__WHAT TO WORK ON__: Locate every line in the data listing below that contains the word "flower", and copy each such line.
-- start of RECORDS PROVIDED --
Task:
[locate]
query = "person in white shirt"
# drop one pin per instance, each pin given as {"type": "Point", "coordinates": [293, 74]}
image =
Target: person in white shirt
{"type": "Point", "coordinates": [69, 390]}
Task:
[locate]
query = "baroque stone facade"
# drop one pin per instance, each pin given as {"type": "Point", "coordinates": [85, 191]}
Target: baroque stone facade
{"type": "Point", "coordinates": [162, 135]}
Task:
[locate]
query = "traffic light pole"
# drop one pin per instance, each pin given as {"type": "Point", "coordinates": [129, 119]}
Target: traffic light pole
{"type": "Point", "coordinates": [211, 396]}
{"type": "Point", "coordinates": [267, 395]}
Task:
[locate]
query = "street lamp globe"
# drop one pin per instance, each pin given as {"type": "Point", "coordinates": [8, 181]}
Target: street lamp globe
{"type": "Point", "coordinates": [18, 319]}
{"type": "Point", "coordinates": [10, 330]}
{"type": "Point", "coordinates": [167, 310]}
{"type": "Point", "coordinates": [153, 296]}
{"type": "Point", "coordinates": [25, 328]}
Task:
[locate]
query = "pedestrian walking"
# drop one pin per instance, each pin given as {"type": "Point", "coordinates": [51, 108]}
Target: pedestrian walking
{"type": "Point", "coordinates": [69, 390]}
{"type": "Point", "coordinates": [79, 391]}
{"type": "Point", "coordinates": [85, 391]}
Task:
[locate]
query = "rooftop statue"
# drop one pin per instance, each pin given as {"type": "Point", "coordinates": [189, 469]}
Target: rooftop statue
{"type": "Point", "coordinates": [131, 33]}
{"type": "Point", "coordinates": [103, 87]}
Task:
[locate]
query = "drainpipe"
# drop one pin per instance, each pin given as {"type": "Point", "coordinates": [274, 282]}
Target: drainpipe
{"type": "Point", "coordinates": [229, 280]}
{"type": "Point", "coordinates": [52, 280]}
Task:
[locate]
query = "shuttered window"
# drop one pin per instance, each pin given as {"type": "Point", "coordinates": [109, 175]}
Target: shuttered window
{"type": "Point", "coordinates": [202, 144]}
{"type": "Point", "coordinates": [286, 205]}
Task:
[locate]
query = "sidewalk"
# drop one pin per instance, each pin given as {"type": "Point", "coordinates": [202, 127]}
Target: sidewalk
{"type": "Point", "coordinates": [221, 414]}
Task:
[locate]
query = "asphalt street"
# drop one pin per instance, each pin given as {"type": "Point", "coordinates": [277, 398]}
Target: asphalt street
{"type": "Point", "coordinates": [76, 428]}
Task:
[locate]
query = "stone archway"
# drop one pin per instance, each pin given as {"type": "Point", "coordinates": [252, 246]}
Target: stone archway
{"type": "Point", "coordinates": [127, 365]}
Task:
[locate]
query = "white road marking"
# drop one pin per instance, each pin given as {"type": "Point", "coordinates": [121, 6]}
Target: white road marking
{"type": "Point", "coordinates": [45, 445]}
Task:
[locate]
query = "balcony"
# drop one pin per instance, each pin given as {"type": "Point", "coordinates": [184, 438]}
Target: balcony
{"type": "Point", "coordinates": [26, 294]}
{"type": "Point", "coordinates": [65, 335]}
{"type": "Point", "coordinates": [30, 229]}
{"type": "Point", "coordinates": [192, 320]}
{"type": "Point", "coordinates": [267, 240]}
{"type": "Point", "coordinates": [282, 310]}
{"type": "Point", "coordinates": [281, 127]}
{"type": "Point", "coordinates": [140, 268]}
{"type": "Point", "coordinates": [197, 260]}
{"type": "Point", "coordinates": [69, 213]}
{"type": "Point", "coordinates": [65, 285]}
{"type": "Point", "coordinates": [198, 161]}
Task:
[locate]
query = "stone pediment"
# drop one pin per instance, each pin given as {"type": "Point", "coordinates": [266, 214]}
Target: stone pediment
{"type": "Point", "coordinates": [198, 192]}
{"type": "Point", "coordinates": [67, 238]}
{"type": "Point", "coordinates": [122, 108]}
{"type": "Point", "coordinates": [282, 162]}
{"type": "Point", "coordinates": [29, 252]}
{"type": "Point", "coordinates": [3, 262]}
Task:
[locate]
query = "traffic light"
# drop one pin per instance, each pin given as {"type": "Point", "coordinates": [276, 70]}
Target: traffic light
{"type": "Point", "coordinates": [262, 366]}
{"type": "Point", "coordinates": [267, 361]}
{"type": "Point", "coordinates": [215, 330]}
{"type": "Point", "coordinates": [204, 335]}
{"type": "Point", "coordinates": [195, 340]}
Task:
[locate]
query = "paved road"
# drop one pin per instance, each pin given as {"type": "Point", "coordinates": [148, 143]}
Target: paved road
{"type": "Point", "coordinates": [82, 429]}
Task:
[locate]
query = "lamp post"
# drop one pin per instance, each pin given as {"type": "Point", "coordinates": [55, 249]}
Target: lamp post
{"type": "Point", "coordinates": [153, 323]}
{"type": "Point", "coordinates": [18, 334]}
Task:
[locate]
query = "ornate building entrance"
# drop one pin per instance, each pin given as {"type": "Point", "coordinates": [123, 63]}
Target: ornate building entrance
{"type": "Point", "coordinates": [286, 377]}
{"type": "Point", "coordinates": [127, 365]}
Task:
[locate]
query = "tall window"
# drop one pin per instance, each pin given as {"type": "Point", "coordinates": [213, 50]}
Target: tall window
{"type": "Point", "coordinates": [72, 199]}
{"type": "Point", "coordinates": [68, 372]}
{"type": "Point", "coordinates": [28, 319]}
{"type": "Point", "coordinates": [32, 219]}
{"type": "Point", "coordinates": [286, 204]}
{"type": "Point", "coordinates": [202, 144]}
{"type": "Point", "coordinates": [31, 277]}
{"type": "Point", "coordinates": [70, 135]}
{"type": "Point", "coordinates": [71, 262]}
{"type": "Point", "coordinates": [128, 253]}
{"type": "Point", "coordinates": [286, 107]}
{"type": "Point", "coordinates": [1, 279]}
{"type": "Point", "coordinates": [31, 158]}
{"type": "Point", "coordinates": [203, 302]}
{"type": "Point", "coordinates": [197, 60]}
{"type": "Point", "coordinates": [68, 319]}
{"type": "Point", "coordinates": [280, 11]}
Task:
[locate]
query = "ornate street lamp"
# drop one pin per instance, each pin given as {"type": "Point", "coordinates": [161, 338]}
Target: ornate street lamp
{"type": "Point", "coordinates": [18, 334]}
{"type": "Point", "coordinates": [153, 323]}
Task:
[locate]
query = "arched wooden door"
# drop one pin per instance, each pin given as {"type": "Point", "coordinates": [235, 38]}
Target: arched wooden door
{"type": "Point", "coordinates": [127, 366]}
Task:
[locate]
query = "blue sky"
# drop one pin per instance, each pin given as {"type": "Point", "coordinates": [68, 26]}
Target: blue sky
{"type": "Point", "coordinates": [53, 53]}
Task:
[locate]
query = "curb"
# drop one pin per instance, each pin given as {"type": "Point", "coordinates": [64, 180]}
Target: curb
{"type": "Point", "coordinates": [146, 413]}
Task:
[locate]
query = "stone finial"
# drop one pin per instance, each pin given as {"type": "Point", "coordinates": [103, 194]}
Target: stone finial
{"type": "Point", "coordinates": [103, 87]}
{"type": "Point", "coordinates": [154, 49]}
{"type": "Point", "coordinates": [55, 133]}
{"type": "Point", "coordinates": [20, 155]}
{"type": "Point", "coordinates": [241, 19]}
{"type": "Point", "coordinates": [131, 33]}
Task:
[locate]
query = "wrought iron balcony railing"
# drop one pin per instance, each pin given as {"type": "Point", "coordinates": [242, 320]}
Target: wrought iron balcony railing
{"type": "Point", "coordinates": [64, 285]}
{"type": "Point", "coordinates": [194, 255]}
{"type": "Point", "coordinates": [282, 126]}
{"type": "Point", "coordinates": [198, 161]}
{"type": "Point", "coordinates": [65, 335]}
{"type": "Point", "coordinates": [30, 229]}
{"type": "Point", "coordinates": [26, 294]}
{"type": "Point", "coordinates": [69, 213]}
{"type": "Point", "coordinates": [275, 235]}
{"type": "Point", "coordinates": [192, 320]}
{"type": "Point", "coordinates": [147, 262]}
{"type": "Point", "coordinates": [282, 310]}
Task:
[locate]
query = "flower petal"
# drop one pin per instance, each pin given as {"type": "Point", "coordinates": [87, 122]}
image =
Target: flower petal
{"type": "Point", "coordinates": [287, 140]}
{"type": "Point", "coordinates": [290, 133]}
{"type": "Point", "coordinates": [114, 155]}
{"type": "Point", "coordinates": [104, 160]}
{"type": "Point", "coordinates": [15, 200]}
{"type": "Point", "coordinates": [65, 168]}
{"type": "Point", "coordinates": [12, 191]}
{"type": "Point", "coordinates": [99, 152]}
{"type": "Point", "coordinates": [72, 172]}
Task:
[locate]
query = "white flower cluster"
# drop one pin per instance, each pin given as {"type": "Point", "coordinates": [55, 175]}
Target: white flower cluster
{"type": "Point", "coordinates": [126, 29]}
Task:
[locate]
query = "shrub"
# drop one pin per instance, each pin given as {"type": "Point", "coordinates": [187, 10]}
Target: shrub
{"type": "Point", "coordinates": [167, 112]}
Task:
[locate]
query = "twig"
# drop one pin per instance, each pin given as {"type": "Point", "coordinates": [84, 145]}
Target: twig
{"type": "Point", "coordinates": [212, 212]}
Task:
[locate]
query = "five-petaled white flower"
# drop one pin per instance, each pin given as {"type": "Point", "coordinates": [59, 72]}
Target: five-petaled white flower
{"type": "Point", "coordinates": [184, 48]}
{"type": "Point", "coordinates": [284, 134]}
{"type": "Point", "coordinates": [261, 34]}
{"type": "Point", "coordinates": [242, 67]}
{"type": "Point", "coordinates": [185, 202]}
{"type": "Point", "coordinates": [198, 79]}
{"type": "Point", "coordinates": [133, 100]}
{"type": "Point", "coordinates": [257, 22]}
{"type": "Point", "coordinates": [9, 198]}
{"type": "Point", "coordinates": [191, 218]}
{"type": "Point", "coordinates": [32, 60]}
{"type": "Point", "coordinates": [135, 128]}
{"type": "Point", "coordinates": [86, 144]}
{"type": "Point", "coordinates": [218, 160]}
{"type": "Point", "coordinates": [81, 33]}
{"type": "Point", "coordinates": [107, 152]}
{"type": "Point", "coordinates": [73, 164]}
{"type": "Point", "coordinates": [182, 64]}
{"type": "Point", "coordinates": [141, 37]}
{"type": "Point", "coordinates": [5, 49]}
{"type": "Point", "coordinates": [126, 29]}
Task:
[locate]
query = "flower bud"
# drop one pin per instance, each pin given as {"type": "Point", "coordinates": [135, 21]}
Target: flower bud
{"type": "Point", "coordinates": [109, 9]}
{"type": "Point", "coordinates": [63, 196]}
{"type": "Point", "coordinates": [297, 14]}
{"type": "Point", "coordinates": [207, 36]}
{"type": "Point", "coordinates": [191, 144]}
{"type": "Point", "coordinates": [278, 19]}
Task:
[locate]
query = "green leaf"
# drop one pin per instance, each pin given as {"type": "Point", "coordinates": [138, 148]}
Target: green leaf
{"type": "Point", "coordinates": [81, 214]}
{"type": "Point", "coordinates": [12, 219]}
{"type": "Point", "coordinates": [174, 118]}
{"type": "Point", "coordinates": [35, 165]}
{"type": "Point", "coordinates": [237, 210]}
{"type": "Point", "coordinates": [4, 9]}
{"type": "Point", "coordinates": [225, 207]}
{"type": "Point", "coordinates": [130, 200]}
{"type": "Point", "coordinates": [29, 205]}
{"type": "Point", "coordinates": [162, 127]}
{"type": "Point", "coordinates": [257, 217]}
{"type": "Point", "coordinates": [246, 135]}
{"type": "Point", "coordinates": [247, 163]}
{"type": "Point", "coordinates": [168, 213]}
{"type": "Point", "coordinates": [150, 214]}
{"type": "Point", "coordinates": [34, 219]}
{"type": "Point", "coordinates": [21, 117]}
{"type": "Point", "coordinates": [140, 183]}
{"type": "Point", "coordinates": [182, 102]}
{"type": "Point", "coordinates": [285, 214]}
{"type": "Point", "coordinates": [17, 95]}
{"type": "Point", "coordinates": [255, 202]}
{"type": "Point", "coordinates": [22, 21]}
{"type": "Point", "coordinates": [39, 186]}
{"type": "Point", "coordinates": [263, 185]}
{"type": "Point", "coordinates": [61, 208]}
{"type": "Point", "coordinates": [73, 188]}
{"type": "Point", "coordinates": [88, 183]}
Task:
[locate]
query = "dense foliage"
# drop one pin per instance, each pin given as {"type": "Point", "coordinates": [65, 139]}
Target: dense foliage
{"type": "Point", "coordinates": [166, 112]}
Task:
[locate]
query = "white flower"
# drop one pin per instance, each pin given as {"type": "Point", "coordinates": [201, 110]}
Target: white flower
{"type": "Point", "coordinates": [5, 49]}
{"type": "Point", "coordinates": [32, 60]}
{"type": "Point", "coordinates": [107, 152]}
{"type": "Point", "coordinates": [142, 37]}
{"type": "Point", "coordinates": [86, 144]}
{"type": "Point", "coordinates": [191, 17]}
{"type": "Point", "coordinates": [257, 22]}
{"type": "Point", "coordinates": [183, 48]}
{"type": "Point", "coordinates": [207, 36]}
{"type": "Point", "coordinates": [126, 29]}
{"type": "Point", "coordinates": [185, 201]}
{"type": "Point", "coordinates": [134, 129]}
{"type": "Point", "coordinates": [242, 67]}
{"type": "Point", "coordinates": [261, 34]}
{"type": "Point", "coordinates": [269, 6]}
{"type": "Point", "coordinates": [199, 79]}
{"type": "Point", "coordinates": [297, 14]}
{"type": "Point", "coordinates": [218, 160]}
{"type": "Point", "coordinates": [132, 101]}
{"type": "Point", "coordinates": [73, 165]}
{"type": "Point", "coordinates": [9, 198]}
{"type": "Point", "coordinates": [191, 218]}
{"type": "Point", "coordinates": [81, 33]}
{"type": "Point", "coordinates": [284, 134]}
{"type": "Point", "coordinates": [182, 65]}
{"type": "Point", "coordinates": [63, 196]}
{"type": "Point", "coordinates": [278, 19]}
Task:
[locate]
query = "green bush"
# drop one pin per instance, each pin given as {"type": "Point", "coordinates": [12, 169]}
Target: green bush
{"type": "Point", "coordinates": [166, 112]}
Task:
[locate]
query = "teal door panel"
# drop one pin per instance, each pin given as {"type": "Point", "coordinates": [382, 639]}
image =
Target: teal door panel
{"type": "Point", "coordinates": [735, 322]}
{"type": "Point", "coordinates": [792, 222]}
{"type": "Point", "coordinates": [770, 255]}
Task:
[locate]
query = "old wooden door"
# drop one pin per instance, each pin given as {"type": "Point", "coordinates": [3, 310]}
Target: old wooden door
-- end of RECORDS PROVIDED --
__RESULT FOR THIS EXERCISE__:
query = "flower petal"
Target: flower petal
query = "white flower cluster"
Target: white flower cluster
query = "five-petaled white flower"
Target: five-petaled white flower
query = "flower bud"
Target: flower bud
query = "white flower"
Target: white flower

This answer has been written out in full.